TO DO: Before copying, set the images aside; then transcribe every entry below exactly.

• • • • • • •

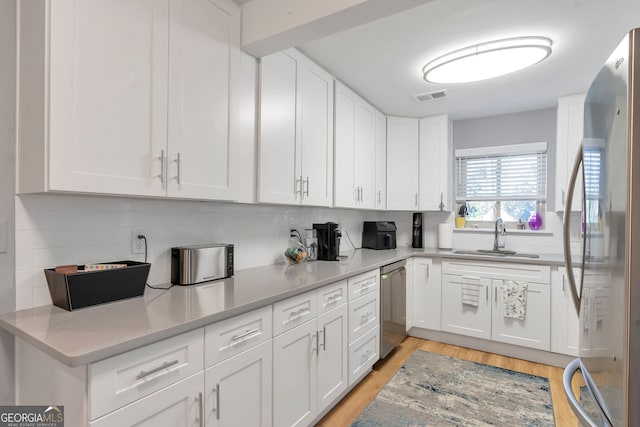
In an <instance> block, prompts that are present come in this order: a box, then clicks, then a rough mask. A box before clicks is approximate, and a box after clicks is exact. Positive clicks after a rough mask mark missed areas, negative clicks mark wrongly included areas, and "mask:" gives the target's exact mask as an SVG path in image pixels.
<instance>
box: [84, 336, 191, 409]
mask: <svg viewBox="0 0 640 427" xmlns="http://www.w3.org/2000/svg"><path fill="white" fill-rule="evenodd" d="M203 355H204V339H203V330H202V329H197V330H195V331H192V332H187V333H185V334H182V335H178V336H176V337H173V338H169V339H166V340H164V341H160V342H157V343H154V344H150V345H147V346H145V347H142V348H139V349H136V350H132V351H129V352H127V353H123V354H119V355H117V356H113V357H110V358H108V359H105V360H101V361H100V362H96V363H92V364H90V365H89V419H90V420H94V419H96V418H98V417H100V416H102V415H104V414H106V413H108V412H111V411H113V410H115V409H118V408H121V407H122V406H124V405H126V404H129V403H131V402H133V401H135V400H138V399H140V398H142V397H144V396H146V395H148V394H150V393H153V392H155V391H157V390H160V389H162V388H164V387H166V386H168V385H171V384H173V383H175V382H177V381H180V380H182V379H184V378H187V377H189V376H191V375H193V374H196V373H198V372H200V371H202V369H203V368H204V363H203V358H204V356H203Z"/></svg>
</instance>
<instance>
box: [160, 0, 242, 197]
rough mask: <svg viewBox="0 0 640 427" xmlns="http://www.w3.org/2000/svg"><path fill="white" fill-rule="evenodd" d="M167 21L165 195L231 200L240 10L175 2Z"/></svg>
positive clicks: (234, 5)
mask: <svg viewBox="0 0 640 427" xmlns="http://www.w3.org/2000/svg"><path fill="white" fill-rule="evenodd" d="M170 18H171V32H170V39H169V46H170V48H171V51H170V55H169V82H170V86H169V88H170V90H169V144H168V153H169V157H168V164H167V171H168V176H167V187H168V188H167V194H168V195H169V196H174V197H193V198H200V199H226V200H231V199H233V198H234V196H235V193H234V187H233V185H234V179H235V174H234V173H233V172H235V171H232V168H231V166H232V165H235V161H236V159H235V157H234V155H235V152H234V151H233V150H232V146H231V139H230V136H229V128H230V114H229V113H230V105H231V96H232V94H233V96H238V93H237V91H235V90H233V89H234V88H232V85H231V82H237V79H238V76H239V73H240V9H239V7H238V6H237V5H235V4H234V3H233V2H231V1H229V0H176V1H175V2H173V3H172V7H171V14H170Z"/></svg>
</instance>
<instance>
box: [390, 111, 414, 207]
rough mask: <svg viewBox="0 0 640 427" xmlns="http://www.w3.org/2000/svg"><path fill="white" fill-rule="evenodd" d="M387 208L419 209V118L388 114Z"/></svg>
mask: <svg viewBox="0 0 640 427" xmlns="http://www.w3.org/2000/svg"><path fill="white" fill-rule="evenodd" d="M387 147H388V149H387V209H389V210H415V209H417V208H418V120H417V119H411V118H406V117H387Z"/></svg>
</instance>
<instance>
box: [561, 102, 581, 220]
mask: <svg viewBox="0 0 640 427" xmlns="http://www.w3.org/2000/svg"><path fill="white" fill-rule="evenodd" d="M585 98H586V95H585V94H579V95H571V96H564V97H561V98H558V110H557V124H556V196H555V210H556V211H558V212H559V211H564V210H565V204H566V200H565V199H566V196H567V188H568V186H569V177H570V176H571V169H573V164H574V161H575V158H576V153H577V152H578V149H579V147H580V143H581V142H582V138H583V126H584V101H585ZM580 194H582V183H581V182H580V180H578V182H577V183H576V188H575V189H574V192H573V203H572V204H571V211H576V212H580V210H581V207H580V204H581V200H582V198H581V196H580Z"/></svg>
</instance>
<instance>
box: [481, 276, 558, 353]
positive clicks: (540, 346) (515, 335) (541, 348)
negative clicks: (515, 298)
mask: <svg viewBox="0 0 640 427" xmlns="http://www.w3.org/2000/svg"><path fill="white" fill-rule="evenodd" d="M492 287H493V310H492V313H493V315H492V317H493V322H492V338H493V340H494V341H500V342H504V343H507V344H515V345H520V346H523V347H531V348H537V349H539V350H546V351H549V350H550V342H551V326H550V324H551V290H550V286H549V285H542V284H539V283H531V282H529V283H528V284H527V304H526V314H525V318H524V320H520V319H514V318H511V317H505V315H504V314H505V304H504V302H503V297H504V295H503V294H504V289H505V281H504V280H495V279H494V280H493V281H492Z"/></svg>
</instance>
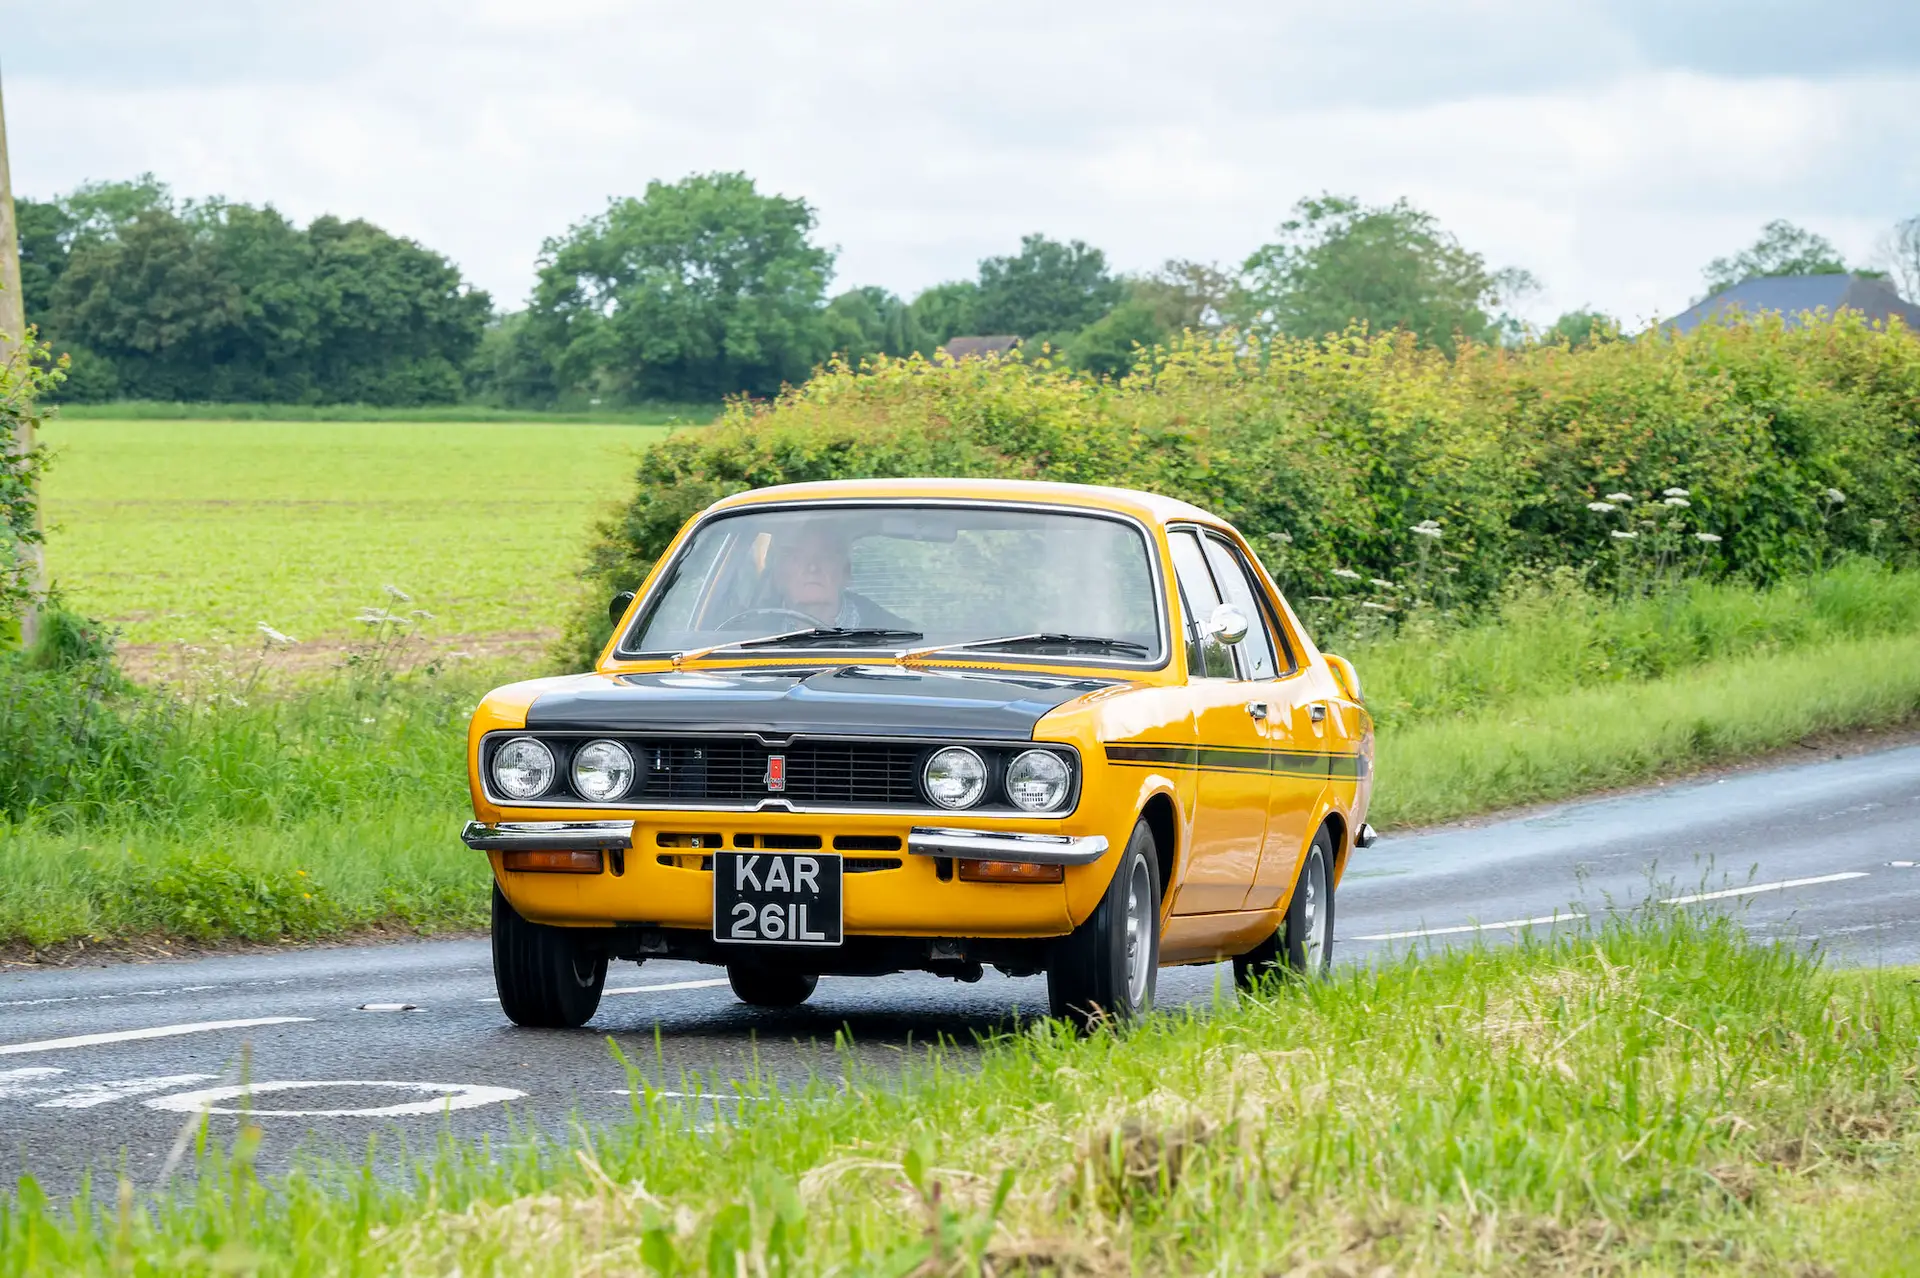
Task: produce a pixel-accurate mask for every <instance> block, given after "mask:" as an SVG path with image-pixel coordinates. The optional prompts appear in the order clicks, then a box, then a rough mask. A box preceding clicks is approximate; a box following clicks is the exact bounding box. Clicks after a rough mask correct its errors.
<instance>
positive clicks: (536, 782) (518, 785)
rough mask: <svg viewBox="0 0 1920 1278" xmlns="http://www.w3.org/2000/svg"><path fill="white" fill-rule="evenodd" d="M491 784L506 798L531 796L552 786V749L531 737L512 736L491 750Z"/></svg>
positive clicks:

• • • • • • •

EXERCISE RESULT:
In an <instance> block, prompts that are present come in this order: a box, then clicks, then a rough mask. A box before clicks is approximate, and a box after clicks is exact. Positive clicks after a rough mask mark missed areas, negative clicks mark wrongly included areas, and "mask:" gives the target's exact mask as an SVG path in image pixels.
<instance>
box: [84, 336, 191, 409]
mask: <svg viewBox="0 0 640 427" xmlns="http://www.w3.org/2000/svg"><path fill="white" fill-rule="evenodd" d="M203 355H204V339H203V330H202V329H197V330H195V331H192V332H187V333H185V334H182V335H178V336H176V337H173V338H169V339H166V340H164V341H160V342H157V343H154V344H150V345H147V346H145V347H142V348H139V349H136V350H132V351H129V352H127V353H123V354H119V355H117V356H113V357H110V358H108V359H105V360H101V361H100V362H96V363H92V364H90V365H89V419H90V420H94V419H96V418H98V417H100V416H102V415H104V414H106V413H108V412H111V411H113V410H115V409H118V408H121V407H122V406H124V405H126V404H129V403H131V402H133V401H135V400H138V399H140V398H142V397H144V396H146V395H148V394H150V393H153V392H155V391H157V390H160V389H162V388H164V387H166V386H168V385H171V384H173V383H175V382H177V381H180V380H182V379H184V378H187V377H189V376H191V375H193V374H196V373H198V372H200V371H202V369H203V368H204V363H203V358H204V356H203Z"/></svg>
</instance>
<instance>
box: [160, 0, 242, 197]
rough mask: <svg viewBox="0 0 640 427" xmlns="http://www.w3.org/2000/svg"><path fill="white" fill-rule="evenodd" d="M167 21L165 195L231 200L240 10L175 2Z"/></svg>
positive clicks: (234, 5)
mask: <svg viewBox="0 0 640 427" xmlns="http://www.w3.org/2000/svg"><path fill="white" fill-rule="evenodd" d="M170 18H171V32H170V39H169V46H170V48H171V51H170V55H169V82H170V86H169V88H170V90H169V144H168V153H169V157H168V164H167V171H168V176H167V187H168V188H167V194H168V195H169V196H174V197H193V198H200V199H226V200H231V199H233V198H234V196H235V193H234V187H233V185H234V179H235V174H234V173H233V172H235V171H232V168H231V166H232V165H235V161H236V159H235V157H234V155H235V152H234V151H233V150H232V146H231V139H230V136H229V128H230V114H229V113H230V105H231V96H232V94H233V96H238V93H237V91H235V90H233V89H234V88H232V85H231V82H237V79H238V76H239V73H240V9H239V7H238V6H237V5H235V4H234V3H233V2H231V1H229V0H176V1H175V2H173V3H172V7H171V14H170Z"/></svg>
</instance>
<instance>
box: [390, 111, 414, 207]
rough mask: <svg viewBox="0 0 640 427" xmlns="http://www.w3.org/2000/svg"><path fill="white" fill-rule="evenodd" d="M387 208L419 209V118L388 114Z"/></svg>
mask: <svg viewBox="0 0 640 427" xmlns="http://www.w3.org/2000/svg"><path fill="white" fill-rule="evenodd" d="M387 147H388V149H387V209H389V210H415V209H417V208H418V120H417V119H411V118H406V117H387Z"/></svg>
</instance>
<instance>
box: [561, 102, 581, 220]
mask: <svg viewBox="0 0 640 427" xmlns="http://www.w3.org/2000/svg"><path fill="white" fill-rule="evenodd" d="M585 98H586V95H585V94H579V95H571V96H564V97H561V98H558V110H557V124H556V196H555V210H556V211H558V212H559V211H564V210H565V204H566V200H565V199H566V196H567V188H568V186H569V177H570V176H571V169H573V164H574V161H575V158H576V153H577V152H578V149H579V147H580V143H581V142H582V138H583V126H584V101H585ZM580 194H582V183H581V182H580V180H578V182H577V183H576V188H575V189H574V192H573V203H572V204H571V211H576V212H580V210H581V207H580V204H581V200H582V198H581V196H580Z"/></svg>
</instance>
<instance>
box: [481, 276, 558, 353]
positive clicks: (540, 346) (515, 335) (541, 348)
negative clicks: (515, 298)
mask: <svg viewBox="0 0 640 427" xmlns="http://www.w3.org/2000/svg"><path fill="white" fill-rule="evenodd" d="M492 287H493V310H492V313H493V315H492V317H493V322H492V338H493V340H494V341H500V342H504V343H507V344H515V345H520V346H523V347H531V348H537V349H539V350H546V351H549V350H550V342H551V326H550V324H551V290H550V286H549V285H542V284H539V283H531V282H529V283H528V284H527V304H526V314H525V318H524V320H520V319H514V318H511V317H505V315H504V314H505V304H504V302H503V297H504V295H503V294H504V289H505V281H504V280H495V279H494V280H493V281H492Z"/></svg>
</instance>
Task: produce a pixel-accurate mask for every <instance> block, given after "mask:" as an SVG path with image-pixel coordinates. The optional prompts appear in the order clicks, then a box, then a rough mask. A box preceding clicks is approximate; a box following clicks is the exact bounding box. Clicks after a rough mask correct its errors.
<instance>
positive clicks: (536, 782) (518, 785)
rough mask: <svg viewBox="0 0 1920 1278" xmlns="http://www.w3.org/2000/svg"><path fill="white" fill-rule="evenodd" d="M491 784L506 798L531 796L552 786V749L531 737L512 736L491 750Z"/></svg>
positive clicks:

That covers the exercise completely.